** TASK PROMPT **
Reproduce the section of the Jerusalem post that opens with "David Meir-Levi" and closes with "the Jewish nation.", updating each "capital" to "seat of government".

An attempt is made to share the truth regarding issues concerning Israel and her right to exist as a Jewish nation. This blog has expanded to present information about radical Islam and its potential impact upon Israel and the West. Yes, I do mix in a bit of opinion from time to time.
Friday, August 26, 2011
Jerusalem: Capital of ‘Palestine’?
David Meir-Levi
Throughout all of history, Jerusalem has been the capital of only one nation: Israel. From the time of Kings David and Solomon, late 11th – 10th centuries BCE, to the destruction of Jerusalem by the Romans in 70 CE, almost 1,100 years, Jerusalem was the capital of the Jewish nation.

** EXTRACTED ENTRIES **

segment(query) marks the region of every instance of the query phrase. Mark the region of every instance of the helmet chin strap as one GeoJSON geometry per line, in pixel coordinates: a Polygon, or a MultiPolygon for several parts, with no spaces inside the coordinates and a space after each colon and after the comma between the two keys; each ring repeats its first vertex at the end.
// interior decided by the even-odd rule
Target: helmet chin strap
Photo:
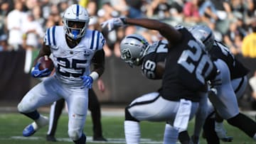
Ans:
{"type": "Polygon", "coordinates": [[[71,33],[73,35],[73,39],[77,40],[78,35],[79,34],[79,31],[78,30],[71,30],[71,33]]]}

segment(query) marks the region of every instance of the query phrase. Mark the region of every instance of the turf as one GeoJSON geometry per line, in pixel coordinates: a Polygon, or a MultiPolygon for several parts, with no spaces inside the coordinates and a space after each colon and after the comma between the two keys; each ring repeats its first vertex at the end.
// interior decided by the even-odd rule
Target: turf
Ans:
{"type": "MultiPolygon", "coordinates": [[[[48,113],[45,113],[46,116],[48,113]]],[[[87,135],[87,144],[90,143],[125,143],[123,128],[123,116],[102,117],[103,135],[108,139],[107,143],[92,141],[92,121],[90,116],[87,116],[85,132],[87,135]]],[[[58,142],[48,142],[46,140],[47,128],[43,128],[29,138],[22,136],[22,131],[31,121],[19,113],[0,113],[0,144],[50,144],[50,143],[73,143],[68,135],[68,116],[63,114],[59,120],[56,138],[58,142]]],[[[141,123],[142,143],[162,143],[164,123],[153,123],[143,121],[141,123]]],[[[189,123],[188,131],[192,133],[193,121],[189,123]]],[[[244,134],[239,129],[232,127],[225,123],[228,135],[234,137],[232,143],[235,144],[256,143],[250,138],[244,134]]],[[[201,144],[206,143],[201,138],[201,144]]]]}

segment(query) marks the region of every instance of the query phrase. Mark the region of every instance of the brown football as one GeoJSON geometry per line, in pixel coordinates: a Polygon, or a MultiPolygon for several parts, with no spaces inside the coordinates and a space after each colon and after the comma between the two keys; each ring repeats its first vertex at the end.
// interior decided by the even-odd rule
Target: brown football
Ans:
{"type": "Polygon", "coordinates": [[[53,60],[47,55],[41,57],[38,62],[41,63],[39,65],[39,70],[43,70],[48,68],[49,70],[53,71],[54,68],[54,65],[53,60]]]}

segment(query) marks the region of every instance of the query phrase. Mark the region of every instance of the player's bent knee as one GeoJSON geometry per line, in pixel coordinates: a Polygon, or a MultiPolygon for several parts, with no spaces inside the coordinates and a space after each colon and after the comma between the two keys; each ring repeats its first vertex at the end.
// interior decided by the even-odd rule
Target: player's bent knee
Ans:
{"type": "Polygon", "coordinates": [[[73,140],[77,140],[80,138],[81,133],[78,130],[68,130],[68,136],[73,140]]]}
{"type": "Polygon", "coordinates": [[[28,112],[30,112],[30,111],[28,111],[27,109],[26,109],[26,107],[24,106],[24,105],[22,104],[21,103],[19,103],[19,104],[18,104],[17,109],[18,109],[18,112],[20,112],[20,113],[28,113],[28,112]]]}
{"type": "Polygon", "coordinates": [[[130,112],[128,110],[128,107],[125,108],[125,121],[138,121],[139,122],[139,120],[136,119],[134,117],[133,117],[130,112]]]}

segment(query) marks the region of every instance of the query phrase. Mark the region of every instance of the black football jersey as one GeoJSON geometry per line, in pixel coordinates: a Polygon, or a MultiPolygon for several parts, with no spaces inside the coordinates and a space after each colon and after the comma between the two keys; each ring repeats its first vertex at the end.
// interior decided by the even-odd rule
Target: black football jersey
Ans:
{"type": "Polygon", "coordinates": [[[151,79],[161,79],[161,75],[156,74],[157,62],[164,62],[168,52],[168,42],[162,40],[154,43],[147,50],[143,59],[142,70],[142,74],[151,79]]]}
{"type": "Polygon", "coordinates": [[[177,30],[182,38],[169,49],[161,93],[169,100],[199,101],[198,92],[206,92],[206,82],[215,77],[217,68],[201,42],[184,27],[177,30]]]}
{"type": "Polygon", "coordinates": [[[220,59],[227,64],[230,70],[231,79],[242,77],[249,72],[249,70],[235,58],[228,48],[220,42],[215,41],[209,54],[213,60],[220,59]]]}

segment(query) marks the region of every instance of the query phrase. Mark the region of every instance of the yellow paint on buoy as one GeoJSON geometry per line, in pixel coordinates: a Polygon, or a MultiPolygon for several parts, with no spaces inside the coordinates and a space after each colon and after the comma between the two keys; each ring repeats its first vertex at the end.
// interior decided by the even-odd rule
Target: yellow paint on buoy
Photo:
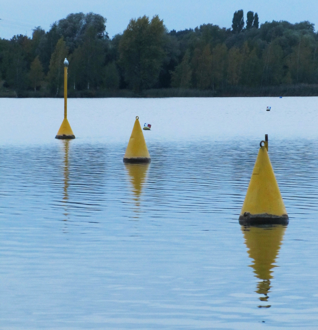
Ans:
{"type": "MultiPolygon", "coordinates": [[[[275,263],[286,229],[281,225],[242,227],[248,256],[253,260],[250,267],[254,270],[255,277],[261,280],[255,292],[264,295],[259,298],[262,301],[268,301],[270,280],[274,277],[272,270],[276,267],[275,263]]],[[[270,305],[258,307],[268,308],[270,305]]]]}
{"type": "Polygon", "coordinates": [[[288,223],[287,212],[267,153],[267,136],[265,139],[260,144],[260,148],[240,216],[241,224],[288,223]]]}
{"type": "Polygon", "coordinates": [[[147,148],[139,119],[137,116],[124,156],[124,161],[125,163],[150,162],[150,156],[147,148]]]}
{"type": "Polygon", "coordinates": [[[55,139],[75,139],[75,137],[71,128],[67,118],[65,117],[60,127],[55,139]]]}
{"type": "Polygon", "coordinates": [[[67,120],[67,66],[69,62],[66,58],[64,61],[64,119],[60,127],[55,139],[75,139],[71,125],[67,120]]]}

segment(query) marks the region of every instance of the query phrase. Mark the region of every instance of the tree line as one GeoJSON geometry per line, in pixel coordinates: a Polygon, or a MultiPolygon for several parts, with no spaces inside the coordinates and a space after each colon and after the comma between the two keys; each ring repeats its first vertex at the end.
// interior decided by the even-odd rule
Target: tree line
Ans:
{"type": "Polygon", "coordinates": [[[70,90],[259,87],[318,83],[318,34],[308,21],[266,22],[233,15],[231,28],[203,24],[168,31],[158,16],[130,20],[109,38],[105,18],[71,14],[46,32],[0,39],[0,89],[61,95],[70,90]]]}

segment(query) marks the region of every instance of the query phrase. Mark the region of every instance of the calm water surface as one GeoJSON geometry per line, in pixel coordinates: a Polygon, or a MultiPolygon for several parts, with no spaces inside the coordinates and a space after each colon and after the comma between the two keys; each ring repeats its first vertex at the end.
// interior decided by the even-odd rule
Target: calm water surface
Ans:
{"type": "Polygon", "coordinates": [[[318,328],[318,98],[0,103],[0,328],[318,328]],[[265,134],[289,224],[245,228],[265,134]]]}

** RESPONSE **
David Meir-Levi
Throughout all of history, Jerusalem has been the seat of government of only one nation: Israel. From the time of Kings David and Solomon, late 11th – 10th centuries BCE, to the destruction of Jerusalem by the Romans in 70 CE, almost 1,100 years, Jerusalem was the seat of government of the Jewish nation.